§ **Required work**
Repeat word for word the part of the passage on Jim Hawthorne that starts at "Hawthorne began calling" and ends at "appearances in basketball.".

Retired LSU Tigers play-by-play announcer

Jim Hawthorne is an American former radio sportscaster. He is best known for having called radio play-by-play for the LSU Tigers sports teams of Louisiana State University for over 36 years, from 1979 to 2016, earning the nickname, "Voice of the Tigers". Before LSU, he called radio play-by-play for his alma-mater Northwestern State and Centenary College, as well as Texas League baseball and in the short-lived World Football League (WFL).

Hawthorne began calling LSU basketball games during the 1979–80 season. He began calling LSU football games in 1983 and LSU baseball in 1984 taking over for John Ferguson. Overall, he was LSU's radio play-by-play announcer for two BCS National Championship titles in football, its first six of its College World Series championships in baseball, and three Final Four appearances in basketball.

His final season at LSU was the 2015 football season and 2015–16 men's basketball season. His final baseball season was the 2015 baseball season with Chris Blair taking over for the 2016 baseball season.

After retiring from LSU sports, from 2016 until 2019, he hosted a Sunday night classic country show on WTGE.

==Notable calls==
- The "Earthquake Game" on October 8, 1988, in which the Tiger Stadium crowd's reaction to LSU's game-winning touchdown pass against Auburn is reported to have registered on a seismograph on campus.

§ **Extracted data**
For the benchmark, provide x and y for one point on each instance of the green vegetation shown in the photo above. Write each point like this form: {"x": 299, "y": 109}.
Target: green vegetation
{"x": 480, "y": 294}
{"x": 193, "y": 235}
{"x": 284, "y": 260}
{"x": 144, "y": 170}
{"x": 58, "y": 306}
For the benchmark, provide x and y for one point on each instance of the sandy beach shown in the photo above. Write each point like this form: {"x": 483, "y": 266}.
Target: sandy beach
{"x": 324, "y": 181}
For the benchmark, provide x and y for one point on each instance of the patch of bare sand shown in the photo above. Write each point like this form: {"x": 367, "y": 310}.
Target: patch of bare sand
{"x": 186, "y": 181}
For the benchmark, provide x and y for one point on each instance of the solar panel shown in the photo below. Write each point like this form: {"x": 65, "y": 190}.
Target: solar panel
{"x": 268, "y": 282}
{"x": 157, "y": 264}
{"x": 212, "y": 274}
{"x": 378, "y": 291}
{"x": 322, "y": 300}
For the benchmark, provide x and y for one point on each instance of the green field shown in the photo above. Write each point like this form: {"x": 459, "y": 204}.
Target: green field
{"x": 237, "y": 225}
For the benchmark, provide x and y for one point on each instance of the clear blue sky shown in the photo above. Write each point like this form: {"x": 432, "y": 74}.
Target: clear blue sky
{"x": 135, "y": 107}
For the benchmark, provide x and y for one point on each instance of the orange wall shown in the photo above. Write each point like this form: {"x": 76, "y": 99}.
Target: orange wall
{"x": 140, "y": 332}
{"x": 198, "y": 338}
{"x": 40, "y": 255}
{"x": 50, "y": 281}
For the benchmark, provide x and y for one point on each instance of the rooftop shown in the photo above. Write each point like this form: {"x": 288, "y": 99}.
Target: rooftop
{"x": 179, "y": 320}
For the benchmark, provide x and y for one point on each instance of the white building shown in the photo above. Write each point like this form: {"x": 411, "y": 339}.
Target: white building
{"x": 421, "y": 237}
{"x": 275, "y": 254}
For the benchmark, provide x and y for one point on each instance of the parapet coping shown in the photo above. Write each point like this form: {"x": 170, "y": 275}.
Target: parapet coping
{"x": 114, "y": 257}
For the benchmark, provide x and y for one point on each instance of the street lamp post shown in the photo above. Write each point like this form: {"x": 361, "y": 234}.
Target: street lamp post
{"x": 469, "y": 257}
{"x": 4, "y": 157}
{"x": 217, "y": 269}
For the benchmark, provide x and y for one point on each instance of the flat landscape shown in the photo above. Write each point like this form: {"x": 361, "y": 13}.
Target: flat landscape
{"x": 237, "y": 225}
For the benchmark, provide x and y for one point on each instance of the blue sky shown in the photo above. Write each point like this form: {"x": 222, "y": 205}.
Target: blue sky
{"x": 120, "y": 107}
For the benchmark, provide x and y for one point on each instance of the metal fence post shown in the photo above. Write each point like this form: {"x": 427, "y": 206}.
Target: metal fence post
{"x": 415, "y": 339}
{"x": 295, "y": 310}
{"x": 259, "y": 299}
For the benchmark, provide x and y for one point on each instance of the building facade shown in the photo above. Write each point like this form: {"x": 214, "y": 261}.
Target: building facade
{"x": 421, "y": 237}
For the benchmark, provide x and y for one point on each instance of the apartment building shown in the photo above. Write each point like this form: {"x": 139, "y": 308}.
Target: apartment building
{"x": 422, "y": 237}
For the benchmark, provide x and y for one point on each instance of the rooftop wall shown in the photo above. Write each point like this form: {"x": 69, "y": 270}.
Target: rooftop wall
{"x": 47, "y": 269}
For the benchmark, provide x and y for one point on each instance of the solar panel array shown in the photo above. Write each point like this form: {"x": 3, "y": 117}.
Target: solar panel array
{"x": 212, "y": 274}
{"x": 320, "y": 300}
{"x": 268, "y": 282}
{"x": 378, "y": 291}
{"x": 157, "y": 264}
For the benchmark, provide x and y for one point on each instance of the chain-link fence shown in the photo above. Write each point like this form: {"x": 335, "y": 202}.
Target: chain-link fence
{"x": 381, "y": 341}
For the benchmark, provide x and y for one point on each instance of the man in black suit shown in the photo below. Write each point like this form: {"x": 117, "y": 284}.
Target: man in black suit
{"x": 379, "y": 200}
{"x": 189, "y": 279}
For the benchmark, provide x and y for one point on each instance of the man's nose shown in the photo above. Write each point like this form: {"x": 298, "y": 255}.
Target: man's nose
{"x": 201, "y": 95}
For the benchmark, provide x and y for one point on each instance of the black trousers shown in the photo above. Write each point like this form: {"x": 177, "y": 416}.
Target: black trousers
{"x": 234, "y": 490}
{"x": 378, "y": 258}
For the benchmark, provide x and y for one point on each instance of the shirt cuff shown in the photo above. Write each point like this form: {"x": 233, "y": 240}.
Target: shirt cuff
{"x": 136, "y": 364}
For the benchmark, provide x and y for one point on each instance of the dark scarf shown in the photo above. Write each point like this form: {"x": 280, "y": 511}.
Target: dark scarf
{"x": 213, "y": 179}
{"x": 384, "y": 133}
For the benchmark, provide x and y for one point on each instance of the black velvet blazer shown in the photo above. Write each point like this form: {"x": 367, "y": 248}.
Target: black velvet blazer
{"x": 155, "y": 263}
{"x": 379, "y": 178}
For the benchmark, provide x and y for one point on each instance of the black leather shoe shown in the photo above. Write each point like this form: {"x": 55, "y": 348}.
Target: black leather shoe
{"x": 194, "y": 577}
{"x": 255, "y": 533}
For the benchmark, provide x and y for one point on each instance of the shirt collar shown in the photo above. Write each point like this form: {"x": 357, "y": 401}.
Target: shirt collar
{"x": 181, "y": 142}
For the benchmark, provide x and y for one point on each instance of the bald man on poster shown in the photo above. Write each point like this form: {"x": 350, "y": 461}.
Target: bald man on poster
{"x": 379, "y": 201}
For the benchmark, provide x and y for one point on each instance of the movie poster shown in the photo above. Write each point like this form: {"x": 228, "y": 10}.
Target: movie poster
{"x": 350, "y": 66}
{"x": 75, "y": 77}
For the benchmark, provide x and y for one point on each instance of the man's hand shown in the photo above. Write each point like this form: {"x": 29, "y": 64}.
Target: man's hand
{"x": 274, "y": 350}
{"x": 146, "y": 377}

§ **Task answer**
Hawthorne began calling LSU basketball games during the 1979–80 season. He began calling LSU football games in 1983 and LSU baseball in 1984 taking over for John Ferguson. Overall, he was LSU's radio play-by-play announcer for two BCS National Championship titles in football, its first six of its College World Series championships in baseball, and three Final Four appearances in basketball.